- Excerpted passage:
--- --- ---
The question here is whether she’s prepared to carry on living with a man who hardly notices her.

‘The Straw Husband’ covers similar ground, albeit in a slightly less conventional manner.  This one is a story of the honeymoon period coming to an end, with a woman’s husband becoming aggressive and dismissive for the first time, but there’s more to the story than a simple difference of opinions.  When the protagonist says ‘straw’, she means it literally, but it’s what’s inside her husband’s dry body that’s really disturbing.

Some of the stories included here take a more dramatic approach to marital conflict.  In ‘The Women’, a man is challenged by his partner to a duel, and as he reluctantly accompanies her down to the river, he sees that he’s not the only one being forced to fight to prove his love.  By contrast, ‘How to Burden the Girl’ has a man falling for his beautiful neighbour, only to learn that she has some dark secrets, and a fair few skeletons (hint – they’re not all in her cupboards…).

The writer’s obsessions all come together in the main event, ‘An Exotic Marriage’, a wonderful novella that examines the way years of marriage can sap the individuality from the people involved.  San is fairly happy with her lot, yet when she one day notices that she’s coming to resemble her husband, she’s forced to reevaluate her life.  A neighbour tells her a story of a similar occurrence from her own experience, and suggests a solution, but San decides to carry on, comfortable with her humdrum existence.

However, it becomes increasingly difficult for her to ignore what’s happening.  Her husband becomes ever lazier, and his facial expressions are less fixed every day.  San finds herself wondering who her husband actually is:

Each time I looked at my husband lying on the couch, I had the strange impression I was living with a new kind of organism that would die if it exerted itself in any way.  Even when I told him about Sansho’s toilet accidents, his only response was to pick up Zoromi from the floor and say, ” Zoromi!  You’re not going to cause me any extra trouble, are you?  Do you understand what I’m saying?”
--- --- ---
- Record list:
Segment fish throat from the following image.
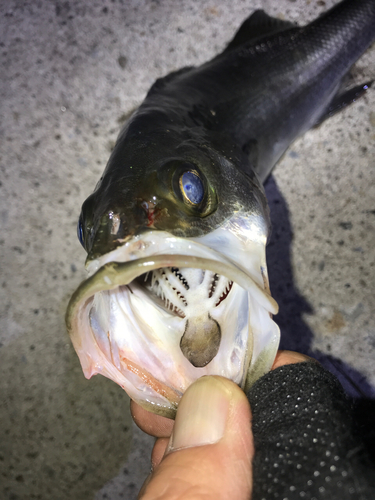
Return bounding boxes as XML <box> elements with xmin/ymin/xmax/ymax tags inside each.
<box><xmin>137</xmin><ymin>267</ymin><xmax>233</xmax><ymax>368</ymax></box>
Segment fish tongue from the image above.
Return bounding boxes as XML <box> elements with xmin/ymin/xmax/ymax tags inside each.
<box><xmin>180</xmin><ymin>313</ymin><xmax>221</xmax><ymax>368</ymax></box>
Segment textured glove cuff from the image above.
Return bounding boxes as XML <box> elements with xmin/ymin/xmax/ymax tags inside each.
<box><xmin>248</xmin><ymin>362</ymin><xmax>375</xmax><ymax>500</ymax></box>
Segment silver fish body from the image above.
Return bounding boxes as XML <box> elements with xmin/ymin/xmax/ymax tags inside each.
<box><xmin>67</xmin><ymin>0</ymin><xmax>375</xmax><ymax>416</ymax></box>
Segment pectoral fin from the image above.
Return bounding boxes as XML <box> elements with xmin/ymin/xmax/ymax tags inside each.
<box><xmin>315</xmin><ymin>80</ymin><xmax>374</xmax><ymax>127</ymax></box>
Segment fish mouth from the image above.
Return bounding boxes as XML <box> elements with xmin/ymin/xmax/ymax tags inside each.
<box><xmin>66</xmin><ymin>225</ymin><xmax>279</xmax><ymax>418</ymax></box>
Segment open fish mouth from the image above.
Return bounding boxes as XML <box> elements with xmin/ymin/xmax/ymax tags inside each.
<box><xmin>66</xmin><ymin>221</ymin><xmax>279</xmax><ymax>417</ymax></box>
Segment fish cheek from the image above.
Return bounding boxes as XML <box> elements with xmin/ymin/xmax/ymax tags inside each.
<box><xmin>180</xmin><ymin>314</ymin><xmax>221</xmax><ymax>368</ymax></box>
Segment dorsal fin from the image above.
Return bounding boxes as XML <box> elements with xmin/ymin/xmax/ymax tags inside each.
<box><xmin>224</xmin><ymin>10</ymin><xmax>296</xmax><ymax>52</ymax></box>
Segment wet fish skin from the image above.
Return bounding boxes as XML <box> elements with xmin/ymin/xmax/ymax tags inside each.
<box><xmin>66</xmin><ymin>0</ymin><xmax>375</xmax><ymax>418</ymax></box>
<box><xmin>80</xmin><ymin>0</ymin><xmax>375</xmax><ymax>260</ymax></box>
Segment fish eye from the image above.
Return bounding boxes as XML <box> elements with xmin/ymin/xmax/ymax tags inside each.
<box><xmin>77</xmin><ymin>217</ymin><xmax>85</xmax><ymax>248</ymax></box>
<box><xmin>179</xmin><ymin>170</ymin><xmax>204</xmax><ymax>205</ymax></box>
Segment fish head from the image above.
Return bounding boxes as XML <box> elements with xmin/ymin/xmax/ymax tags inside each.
<box><xmin>66</xmin><ymin>119</ymin><xmax>279</xmax><ymax>417</ymax></box>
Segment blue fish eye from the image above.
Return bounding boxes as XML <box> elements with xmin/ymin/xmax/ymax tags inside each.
<box><xmin>77</xmin><ymin>218</ymin><xmax>85</xmax><ymax>248</ymax></box>
<box><xmin>180</xmin><ymin>170</ymin><xmax>204</xmax><ymax>205</ymax></box>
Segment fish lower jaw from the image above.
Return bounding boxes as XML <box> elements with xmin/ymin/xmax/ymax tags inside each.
<box><xmin>66</xmin><ymin>235</ymin><xmax>279</xmax><ymax>417</ymax></box>
<box><xmin>137</xmin><ymin>267</ymin><xmax>233</xmax><ymax>368</ymax></box>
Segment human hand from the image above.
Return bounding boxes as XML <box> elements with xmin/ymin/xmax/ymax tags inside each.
<box><xmin>131</xmin><ymin>351</ymin><xmax>311</xmax><ymax>500</ymax></box>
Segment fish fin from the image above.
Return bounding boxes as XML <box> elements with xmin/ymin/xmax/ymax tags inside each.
<box><xmin>147</xmin><ymin>66</ymin><xmax>194</xmax><ymax>97</ymax></box>
<box><xmin>224</xmin><ymin>10</ymin><xmax>296</xmax><ymax>52</ymax></box>
<box><xmin>314</xmin><ymin>80</ymin><xmax>374</xmax><ymax>127</ymax></box>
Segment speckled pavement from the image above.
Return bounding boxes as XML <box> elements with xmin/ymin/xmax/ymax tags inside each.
<box><xmin>0</xmin><ymin>0</ymin><xmax>375</xmax><ymax>500</ymax></box>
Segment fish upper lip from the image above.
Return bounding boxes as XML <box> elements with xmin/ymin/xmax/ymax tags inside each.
<box><xmin>77</xmin><ymin>231</ymin><xmax>278</xmax><ymax>314</ymax></box>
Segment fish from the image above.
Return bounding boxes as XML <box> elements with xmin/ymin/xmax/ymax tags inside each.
<box><xmin>66</xmin><ymin>0</ymin><xmax>375</xmax><ymax>418</ymax></box>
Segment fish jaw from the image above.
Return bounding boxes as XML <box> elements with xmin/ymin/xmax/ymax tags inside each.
<box><xmin>66</xmin><ymin>214</ymin><xmax>279</xmax><ymax>418</ymax></box>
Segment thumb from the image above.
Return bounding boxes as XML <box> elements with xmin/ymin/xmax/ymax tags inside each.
<box><xmin>139</xmin><ymin>376</ymin><xmax>254</xmax><ymax>500</ymax></box>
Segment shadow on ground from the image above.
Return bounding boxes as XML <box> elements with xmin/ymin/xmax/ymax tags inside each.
<box><xmin>265</xmin><ymin>176</ymin><xmax>375</xmax><ymax>400</ymax></box>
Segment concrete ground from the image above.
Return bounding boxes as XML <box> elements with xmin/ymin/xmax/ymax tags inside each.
<box><xmin>0</xmin><ymin>0</ymin><xmax>375</xmax><ymax>500</ymax></box>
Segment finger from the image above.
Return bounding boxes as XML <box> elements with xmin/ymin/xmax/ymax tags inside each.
<box><xmin>271</xmin><ymin>351</ymin><xmax>317</xmax><ymax>370</ymax></box>
<box><xmin>139</xmin><ymin>376</ymin><xmax>254</xmax><ymax>500</ymax></box>
<box><xmin>151</xmin><ymin>438</ymin><xmax>169</xmax><ymax>469</ymax></box>
<box><xmin>130</xmin><ymin>401</ymin><xmax>174</xmax><ymax>437</ymax></box>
--- --- ---
- Given request:
Answer these from the book review above, one line each.
(a) In 'The Women', who challenges the man to a duel?
(b) In 'An Exotic Marriage', what does San notice one day that makes her reevaluate her life?
(c) In 'How to Burden the Girl', whom does the man fall for?

- Response to this task:
(a) His partner.
(b) That she is coming to resemble her husband.
(c) His beautiful neighbor.